§ Work to complete: Transcribe only what runs from the line including "the sky, imagine" through the last line of the entries, exactly as it appears.

§ Records shown:
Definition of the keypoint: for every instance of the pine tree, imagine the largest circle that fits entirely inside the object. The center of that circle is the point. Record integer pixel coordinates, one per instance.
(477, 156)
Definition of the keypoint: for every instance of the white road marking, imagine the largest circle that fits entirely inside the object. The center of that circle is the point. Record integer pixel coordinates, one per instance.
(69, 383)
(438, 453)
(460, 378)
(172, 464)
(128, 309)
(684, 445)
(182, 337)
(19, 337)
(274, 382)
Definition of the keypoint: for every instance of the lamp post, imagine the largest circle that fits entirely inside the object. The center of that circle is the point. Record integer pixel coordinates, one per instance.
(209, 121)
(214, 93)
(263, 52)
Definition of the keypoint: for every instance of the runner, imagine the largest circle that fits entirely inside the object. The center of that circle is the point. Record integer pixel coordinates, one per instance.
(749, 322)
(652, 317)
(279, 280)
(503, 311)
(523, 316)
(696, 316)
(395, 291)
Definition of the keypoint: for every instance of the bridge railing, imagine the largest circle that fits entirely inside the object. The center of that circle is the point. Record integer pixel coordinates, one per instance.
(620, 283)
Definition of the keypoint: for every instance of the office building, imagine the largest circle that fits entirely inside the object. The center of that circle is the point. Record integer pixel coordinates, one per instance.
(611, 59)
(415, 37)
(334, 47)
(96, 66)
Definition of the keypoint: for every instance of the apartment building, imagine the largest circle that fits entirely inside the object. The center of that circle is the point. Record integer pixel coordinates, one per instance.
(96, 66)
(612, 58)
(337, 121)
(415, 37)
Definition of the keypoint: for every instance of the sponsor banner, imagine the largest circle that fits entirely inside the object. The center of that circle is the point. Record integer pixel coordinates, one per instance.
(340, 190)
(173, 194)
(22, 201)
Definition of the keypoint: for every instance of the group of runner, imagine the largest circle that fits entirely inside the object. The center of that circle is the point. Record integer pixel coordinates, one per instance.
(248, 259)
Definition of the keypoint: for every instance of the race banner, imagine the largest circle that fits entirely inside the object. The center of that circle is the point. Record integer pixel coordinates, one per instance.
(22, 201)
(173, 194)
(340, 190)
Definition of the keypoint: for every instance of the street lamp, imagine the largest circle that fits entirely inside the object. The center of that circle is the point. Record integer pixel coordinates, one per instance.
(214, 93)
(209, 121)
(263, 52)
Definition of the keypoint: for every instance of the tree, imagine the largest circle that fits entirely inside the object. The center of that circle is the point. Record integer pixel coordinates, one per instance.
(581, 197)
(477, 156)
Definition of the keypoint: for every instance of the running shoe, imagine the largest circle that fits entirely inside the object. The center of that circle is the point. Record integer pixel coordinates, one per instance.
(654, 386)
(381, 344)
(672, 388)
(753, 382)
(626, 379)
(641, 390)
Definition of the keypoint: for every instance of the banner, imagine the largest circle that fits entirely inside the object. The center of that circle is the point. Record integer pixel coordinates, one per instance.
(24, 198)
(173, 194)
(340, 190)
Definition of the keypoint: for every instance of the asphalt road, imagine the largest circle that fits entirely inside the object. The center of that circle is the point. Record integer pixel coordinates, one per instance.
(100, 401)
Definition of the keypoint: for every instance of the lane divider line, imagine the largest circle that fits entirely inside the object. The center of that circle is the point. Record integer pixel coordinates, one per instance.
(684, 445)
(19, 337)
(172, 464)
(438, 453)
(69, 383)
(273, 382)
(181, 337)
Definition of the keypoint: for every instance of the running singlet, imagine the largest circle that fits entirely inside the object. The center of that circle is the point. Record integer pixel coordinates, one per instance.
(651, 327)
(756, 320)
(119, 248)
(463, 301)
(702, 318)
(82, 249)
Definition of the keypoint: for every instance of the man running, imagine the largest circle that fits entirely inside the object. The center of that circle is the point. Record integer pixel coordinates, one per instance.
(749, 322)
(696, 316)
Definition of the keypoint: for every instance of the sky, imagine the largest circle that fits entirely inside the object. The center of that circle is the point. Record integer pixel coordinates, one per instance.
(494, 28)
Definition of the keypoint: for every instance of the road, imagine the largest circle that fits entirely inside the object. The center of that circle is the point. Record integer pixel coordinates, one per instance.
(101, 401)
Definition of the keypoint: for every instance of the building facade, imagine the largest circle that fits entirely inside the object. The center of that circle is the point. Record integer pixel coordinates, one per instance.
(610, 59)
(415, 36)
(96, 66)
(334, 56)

§ Exercise output:
Definition of the keypoint: for every instance of the sky, imagine the largest circle that fits entirely inside the object. The center of that circle is the point. Record integer pixel coordinates, one per instance.
(494, 28)
Definition of the keypoint: for every instance of the road, imagine the largest circle that fits entirely inside the object. The center of that circle is the point. Record integer pixel coordinates, one per instance.
(101, 401)
Definition of the keypoint: for every instance of the building facade, imagine the largest circle that fits entirely inside the object. The center of that circle is the point. Record integer pixel coordinates, one per instance.
(610, 59)
(415, 36)
(96, 66)
(334, 56)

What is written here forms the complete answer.